━━━━━ Fragmento

Dario,revisa el foro''diseño analogico'':circuitos radio,transmisores,receptores(es muy interesante) de esta misma pagina y en funcion de resultados(despues de leer detenidamente sus distintas preguntas ,respuestas y soluciones),consultales,pues,en ese momento tendras un respaldo cognoscitivo del tema bastante amplio.  .-


----------



## dario (janssen) (May 31, 2009)

Barry: lo busque pero no encuentro información exacta de lo que es el transistor de radiofrecuencia, su consistencia fisica, y sus caracteristicas.


----------



## electrodan (May 31, 2009)

Si te refieres a transistores de unión bipolar, solo existen dos tipos: NPN y PNP. Quizás te refieres a la frecuencia que soportan...  Es eso?


----------



## dario (janssen) (May 31, 2009)

en realidad no. Me refiero a las características que posee un transistor de radio frecuencia (función, construcción, tipos, etc.)


----------



## Barry Lyndon (Jun 1, 2009)

Dario,el foro sugerido consta de 18 paginas con sus diversas variables en consultas y respuestas, si en 01 hora has leido y asimilado su contenido te felicito,asumo que tienes el recurso de ''lectura veloz'',pero,tu consulta persiste en su ambiguedad.Si tu opcion profesional es electronica...debes leer hasta quedar ciego,los veloces cambios en esta area son extremadamente exigentes.


----------

━━━━━━━━━━
━━━━━ Material proporcionado

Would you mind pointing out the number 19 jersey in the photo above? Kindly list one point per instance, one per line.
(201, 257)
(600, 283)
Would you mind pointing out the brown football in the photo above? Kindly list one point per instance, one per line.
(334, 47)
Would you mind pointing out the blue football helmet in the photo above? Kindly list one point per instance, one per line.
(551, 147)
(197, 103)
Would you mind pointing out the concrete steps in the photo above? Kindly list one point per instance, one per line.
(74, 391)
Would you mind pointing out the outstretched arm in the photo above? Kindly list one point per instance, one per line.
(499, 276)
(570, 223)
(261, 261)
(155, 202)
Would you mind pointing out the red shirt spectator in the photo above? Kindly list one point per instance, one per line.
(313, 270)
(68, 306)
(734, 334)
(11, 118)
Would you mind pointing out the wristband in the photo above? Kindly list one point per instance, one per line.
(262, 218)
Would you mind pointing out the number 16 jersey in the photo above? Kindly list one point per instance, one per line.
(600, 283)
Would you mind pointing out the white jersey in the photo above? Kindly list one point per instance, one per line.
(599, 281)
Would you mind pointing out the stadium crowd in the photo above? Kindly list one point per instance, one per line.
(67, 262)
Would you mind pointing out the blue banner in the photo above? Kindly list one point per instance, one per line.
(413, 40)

━━━━━━━━━━

Problemas y tareas =
1. Transcribe del fragmento el pasaje que va desde "Dario,el foro sugerido" hasta "son extremadamente exigentes.".
2. Indica si cada afirmación coincide con el fragmento y respalda tu respuesta con las palabras del texto que lo deciden: (a) electrodan afirma que los transistores de unión bipolar son solo de dos tipos, NPN y PNP; (b) Barry Lyndon dice que el foro sugerido tiene 20 páginas; (c) Dario asegura que encontró información exacta sobre el transistor de radiofrecuencia.
3. Según el fragmento, ¿qué características de un transistor de radiofrecuencia quiere conocer Dario?
El material es independiente del fragmento.

Respuestas del ejercicio =
1.
Dario,el foro sugerido consta de 18 paginas con sus diversas variables en consultas y respuestas, si en 01 hora has leido y asimilado su contenido te felicito,asumo que tienes el recurso de ''lectura veloz'',pero,tu consulta persiste en su ambiguedad.Si tu opcion profesional es electronica...debes leer hasta quedar ciego,los veloces cambios en esta area son extremadamente exigentes.

2.
(a) Sí: "solo existen dos tipos: NPN y PNP".
(b) No: "el foro sugerido consta de 18 paginas".
(c) No: "lo busque pero no encuentro información exacta de lo que es el transistor de radiofrecuencia".

3. Quiere conocer su función, su construcción, sus tipos y otras características similares.